▶ **PROBLEM DETAILS**: Set down the entries once more, exactly as they are written.

▶ **RECORD EXTRACTS**:
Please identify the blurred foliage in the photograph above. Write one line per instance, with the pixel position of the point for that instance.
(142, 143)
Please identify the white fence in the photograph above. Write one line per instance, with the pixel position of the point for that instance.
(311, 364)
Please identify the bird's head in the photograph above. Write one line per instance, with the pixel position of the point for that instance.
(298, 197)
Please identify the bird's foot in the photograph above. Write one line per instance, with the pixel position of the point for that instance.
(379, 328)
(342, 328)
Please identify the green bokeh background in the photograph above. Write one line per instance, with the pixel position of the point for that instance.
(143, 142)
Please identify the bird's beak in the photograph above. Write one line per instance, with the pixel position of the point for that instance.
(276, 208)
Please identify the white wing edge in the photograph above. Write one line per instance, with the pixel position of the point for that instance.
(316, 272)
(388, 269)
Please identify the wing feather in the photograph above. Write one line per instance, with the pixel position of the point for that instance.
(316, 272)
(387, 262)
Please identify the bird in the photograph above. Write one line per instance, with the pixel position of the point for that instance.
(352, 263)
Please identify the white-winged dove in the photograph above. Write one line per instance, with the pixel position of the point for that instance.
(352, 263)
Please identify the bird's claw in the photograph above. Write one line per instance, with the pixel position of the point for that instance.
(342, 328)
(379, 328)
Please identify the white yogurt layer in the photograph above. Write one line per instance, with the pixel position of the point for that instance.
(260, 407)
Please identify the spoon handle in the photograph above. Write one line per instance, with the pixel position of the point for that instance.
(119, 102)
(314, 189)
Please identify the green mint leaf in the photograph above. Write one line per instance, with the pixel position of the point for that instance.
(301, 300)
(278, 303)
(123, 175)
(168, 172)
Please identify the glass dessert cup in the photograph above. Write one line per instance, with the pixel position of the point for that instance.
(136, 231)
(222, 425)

▶ **TASK OUTPUT**:
Please identify the blurred foliage in the photograph above. Write one line per instance, with the pixel position of the point for that instance.
(142, 143)
Please identify the white fence in the photograph above. Write one line per instance, with the pixel position of the point for that instance.
(311, 364)
Please identify the bird's head in the photograph above. Write one line per instance, with the pixel position of the point for that instance.
(298, 197)
Please identify the bird's foot in the photograph above. Write one line per instance, with the pixel position of the point for that instance.
(379, 328)
(342, 328)
Please identify the green bokeh background in the photograph above. Write one line per instance, with the pixel position of the point for that instance.
(143, 142)
Please identify the bird's beak in the photograph above. Write one line per instance, with the pixel position of the point for that instance.
(276, 208)
Please identify the white wing edge in the photograph above. Write one line per instance, with the pixel position of the point for that instance.
(316, 272)
(388, 269)
Please identify the wing feather in the photograph above. Write one line per instance, with the pixel position of the point for that instance.
(316, 272)
(387, 262)
Please identify the bird in the photograph above. Write one line per instance, with the pixel position of the point for that instance.
(352, 263)
Please identify the white-winged dove in the photograph above. Write one line per instance, with the pixel position of the point for that instance.
(352, 263)
Please identify the bird's claw in the photograph above. Write one line per instance, with the pixel position of the point for that instance.
(342, 328)
(379, 328)
Please identify the white yogurt layer in the photograph above. Write one line per instance, with the pixel position of the point for that instance.
(260, 407)
Please identify the spoon handle in the photograph above. Write one line per instance, with the pixel position of the point for that instance.
(119, 102)
(314, 189)
Please identify the green mint leaf in the photograph above. Write one line per instance, with the pixel position of the point for that instance.
(301, 300)
(278, 303)
(123, 175)
(168, 172)
Please identify the glass dessert cup in the photograph above. Write one line per instance, with the pixel position of the point for that instance.
(136, 231)
(222, 425)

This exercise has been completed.